Selma: The Real Story

Posted on December 23, 2014 at 2:00 pm

Here is some footage of the real-life march from Selma to Montgomery depicted in this week’s Martin Luther King film, “Selma.”

Governor George Wallace made his famous pledge of “segregation forever” in his inaugural address. That speech was written by Asa Carter, who later, under a pseudonym, wrote the popular book The Education of Little Tree.

Lyndon Johnson speaks about the Voting Rights Act.

And at the signing of the Act.

In Politico, Mark K. Updegrove, director of the L.B.J. Presidential Library and Museum, provides some fascinating transcripts of telephone conversations between King and LBJ, showing how they worked together to put pressure on Congress.

MLK: It’s very interesting, Mr. President, to notice that the only states you didn’t carry in the South , those five southern states, have less than forty percent of the Negroes registered to vote. I think it’s just so important to get Negroes registered to vote in large numbers in the South. It will be this coalition of the Negro vote and the moderate vote that will really make the New South.

Collected data:

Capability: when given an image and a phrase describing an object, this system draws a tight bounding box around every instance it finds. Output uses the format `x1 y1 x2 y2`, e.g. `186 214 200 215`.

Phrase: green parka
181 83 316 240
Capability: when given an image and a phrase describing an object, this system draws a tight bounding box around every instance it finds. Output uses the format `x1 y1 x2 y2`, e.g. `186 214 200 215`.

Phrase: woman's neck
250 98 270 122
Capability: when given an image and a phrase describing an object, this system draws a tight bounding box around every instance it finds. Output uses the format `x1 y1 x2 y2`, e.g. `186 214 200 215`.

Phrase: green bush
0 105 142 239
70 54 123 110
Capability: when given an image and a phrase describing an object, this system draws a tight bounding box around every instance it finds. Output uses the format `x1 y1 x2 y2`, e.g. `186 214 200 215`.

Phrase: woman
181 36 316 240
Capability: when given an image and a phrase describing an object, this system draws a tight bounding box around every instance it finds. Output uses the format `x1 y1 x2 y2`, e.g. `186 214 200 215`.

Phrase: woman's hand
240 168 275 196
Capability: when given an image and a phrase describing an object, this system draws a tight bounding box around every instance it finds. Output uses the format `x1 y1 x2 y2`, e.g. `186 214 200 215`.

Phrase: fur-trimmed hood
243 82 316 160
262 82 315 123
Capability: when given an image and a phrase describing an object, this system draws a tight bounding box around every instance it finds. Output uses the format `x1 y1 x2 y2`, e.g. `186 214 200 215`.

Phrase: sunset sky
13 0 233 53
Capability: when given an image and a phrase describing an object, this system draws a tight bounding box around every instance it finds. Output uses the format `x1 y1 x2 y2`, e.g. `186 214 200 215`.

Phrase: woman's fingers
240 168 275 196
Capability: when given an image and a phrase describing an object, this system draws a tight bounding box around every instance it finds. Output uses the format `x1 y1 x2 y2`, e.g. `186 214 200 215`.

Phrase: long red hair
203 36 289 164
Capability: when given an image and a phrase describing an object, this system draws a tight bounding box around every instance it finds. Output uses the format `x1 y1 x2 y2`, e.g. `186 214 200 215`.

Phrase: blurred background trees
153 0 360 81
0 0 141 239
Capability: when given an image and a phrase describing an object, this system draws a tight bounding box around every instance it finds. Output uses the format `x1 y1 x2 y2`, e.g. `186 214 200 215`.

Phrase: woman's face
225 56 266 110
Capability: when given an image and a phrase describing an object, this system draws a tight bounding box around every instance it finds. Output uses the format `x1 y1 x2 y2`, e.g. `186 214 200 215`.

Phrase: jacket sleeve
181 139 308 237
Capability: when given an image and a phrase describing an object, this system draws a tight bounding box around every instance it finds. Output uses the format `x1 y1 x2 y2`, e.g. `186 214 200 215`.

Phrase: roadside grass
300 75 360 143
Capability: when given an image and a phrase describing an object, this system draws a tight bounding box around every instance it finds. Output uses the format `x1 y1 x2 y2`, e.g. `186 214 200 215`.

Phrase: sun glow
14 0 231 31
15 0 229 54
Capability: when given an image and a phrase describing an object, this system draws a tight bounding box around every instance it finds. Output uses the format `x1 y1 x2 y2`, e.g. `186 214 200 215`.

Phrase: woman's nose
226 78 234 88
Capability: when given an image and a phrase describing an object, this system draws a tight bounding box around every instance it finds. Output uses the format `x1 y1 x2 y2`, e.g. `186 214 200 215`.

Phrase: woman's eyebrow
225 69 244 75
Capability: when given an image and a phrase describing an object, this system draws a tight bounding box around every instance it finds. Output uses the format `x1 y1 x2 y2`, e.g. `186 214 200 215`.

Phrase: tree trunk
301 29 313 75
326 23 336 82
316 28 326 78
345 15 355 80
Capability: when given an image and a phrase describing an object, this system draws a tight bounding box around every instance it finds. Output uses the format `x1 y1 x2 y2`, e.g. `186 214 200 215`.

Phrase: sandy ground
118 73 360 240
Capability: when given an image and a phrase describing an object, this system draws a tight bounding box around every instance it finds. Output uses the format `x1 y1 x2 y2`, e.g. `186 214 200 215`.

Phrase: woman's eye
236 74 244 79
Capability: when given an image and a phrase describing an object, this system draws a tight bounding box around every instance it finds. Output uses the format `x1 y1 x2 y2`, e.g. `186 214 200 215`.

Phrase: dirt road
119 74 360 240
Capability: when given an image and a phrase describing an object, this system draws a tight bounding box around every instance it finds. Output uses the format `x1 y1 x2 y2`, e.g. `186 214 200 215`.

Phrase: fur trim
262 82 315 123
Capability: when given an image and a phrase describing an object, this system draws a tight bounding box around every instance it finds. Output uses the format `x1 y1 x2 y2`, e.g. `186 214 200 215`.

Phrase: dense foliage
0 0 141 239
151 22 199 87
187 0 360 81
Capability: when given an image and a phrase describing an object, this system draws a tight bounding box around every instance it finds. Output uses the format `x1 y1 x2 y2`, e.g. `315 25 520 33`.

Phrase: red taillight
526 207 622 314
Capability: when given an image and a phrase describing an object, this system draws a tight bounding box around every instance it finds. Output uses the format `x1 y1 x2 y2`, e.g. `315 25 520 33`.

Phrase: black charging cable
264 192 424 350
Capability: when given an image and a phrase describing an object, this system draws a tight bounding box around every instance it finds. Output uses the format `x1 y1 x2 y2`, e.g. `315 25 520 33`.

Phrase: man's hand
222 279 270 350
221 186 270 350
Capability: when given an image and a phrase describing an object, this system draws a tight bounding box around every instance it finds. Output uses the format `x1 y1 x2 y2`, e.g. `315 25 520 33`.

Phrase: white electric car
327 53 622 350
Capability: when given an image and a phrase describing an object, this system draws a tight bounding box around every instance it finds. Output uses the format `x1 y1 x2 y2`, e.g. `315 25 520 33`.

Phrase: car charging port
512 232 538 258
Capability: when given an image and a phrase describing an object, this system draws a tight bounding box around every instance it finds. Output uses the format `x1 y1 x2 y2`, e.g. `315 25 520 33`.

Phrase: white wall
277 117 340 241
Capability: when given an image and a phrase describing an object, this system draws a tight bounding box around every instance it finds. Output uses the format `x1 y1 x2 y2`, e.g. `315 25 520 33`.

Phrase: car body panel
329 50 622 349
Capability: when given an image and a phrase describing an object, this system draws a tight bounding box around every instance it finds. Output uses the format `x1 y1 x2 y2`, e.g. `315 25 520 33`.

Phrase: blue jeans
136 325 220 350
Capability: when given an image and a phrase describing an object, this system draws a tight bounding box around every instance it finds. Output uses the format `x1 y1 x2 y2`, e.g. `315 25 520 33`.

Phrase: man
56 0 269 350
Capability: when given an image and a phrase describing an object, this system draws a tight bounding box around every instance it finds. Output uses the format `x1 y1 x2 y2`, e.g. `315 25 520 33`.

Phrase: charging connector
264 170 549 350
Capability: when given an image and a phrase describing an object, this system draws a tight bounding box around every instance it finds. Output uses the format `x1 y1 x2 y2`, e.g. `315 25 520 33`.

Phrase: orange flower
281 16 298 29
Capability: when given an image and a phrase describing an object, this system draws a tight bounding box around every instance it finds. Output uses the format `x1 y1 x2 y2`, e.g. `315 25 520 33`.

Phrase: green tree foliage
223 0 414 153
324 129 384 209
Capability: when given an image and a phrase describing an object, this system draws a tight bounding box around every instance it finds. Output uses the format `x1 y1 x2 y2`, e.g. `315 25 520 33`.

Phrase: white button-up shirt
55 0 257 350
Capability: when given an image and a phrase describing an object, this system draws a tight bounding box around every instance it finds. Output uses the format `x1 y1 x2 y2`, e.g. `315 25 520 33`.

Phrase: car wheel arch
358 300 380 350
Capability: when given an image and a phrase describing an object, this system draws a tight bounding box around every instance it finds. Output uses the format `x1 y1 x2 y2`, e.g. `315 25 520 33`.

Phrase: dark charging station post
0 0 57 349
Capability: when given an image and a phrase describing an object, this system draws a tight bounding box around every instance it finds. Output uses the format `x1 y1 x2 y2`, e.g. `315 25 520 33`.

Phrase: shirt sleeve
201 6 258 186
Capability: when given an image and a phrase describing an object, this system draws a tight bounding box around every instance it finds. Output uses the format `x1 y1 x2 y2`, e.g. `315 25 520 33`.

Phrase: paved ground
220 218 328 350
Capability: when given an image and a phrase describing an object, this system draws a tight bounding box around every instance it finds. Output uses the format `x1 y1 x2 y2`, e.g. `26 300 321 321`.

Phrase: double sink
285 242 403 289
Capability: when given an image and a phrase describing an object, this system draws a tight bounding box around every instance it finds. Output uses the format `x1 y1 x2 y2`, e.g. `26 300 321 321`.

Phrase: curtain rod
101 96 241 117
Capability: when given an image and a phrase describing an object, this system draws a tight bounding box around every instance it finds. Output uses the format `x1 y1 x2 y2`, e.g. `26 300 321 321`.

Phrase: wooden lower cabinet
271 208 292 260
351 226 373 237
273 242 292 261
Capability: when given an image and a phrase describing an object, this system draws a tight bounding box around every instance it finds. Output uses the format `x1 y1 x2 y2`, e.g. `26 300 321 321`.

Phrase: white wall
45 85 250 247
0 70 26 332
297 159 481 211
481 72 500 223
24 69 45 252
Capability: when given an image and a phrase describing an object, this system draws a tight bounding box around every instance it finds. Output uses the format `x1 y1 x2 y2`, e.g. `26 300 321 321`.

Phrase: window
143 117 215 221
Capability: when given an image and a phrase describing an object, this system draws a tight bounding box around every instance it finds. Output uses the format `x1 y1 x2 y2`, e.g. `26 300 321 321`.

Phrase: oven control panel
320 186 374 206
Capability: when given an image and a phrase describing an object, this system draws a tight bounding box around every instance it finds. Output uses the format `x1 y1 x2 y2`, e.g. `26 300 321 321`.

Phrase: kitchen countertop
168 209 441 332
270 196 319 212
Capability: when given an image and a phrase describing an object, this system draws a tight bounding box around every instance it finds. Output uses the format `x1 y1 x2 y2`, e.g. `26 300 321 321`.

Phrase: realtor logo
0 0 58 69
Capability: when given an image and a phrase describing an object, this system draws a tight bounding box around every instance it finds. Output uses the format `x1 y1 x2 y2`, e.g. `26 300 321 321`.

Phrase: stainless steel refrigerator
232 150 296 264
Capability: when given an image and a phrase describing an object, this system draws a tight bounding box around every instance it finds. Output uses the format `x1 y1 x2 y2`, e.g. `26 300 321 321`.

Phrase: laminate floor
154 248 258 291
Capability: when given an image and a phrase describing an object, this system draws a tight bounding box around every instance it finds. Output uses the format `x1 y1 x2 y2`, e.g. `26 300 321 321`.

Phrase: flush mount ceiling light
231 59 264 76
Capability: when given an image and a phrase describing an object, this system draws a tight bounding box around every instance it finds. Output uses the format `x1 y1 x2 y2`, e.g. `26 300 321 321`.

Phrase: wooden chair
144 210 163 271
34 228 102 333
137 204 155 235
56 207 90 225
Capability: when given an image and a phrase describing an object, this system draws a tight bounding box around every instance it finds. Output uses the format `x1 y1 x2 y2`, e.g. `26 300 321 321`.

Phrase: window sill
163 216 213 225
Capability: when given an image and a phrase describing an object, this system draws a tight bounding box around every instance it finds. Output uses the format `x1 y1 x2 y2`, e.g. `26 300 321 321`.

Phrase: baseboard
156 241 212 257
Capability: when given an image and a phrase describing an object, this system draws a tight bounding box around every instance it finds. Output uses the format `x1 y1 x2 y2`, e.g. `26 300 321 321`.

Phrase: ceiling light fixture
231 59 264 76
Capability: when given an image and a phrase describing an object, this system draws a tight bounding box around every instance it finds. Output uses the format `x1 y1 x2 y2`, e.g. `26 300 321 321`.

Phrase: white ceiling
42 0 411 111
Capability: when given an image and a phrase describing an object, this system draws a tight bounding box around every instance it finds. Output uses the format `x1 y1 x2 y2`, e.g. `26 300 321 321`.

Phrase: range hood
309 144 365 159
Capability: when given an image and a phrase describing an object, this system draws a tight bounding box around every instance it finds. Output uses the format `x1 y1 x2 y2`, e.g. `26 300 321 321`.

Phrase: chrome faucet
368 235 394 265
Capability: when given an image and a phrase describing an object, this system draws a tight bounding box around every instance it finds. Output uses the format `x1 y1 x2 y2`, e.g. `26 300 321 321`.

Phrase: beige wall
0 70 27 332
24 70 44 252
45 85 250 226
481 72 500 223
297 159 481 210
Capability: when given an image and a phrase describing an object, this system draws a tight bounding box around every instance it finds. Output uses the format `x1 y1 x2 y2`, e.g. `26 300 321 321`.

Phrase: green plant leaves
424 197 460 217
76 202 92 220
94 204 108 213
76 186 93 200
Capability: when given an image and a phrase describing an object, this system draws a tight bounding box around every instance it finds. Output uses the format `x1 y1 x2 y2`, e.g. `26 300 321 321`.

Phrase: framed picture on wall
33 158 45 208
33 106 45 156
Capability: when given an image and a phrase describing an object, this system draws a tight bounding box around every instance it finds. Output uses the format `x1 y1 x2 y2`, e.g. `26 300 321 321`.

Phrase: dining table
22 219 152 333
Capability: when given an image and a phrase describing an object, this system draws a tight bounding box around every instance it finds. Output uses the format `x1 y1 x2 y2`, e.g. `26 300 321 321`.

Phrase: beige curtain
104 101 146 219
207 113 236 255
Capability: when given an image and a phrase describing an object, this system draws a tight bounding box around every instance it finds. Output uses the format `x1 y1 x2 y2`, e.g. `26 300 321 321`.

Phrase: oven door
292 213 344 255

-- Task goal --
Repeat the passage of the Selma post between "Selma: The Real" and "of Little Tree.", inclusive, with every word unchanged.

-- The completed task --
Selma: The Real Story

Posted on December 23, 2014 at 2:00 pm

Here is some footage of the real-life march from Selma to Montgomery depicted in this week’s Martin Luther King film, “Selma.”

Governor George Wallace made his famous pledge of “segregation forever” in his inaugural address. That speech was written by Asa Carter, who later, under a pseudonym, wrote the popular book The Education of Little Tree.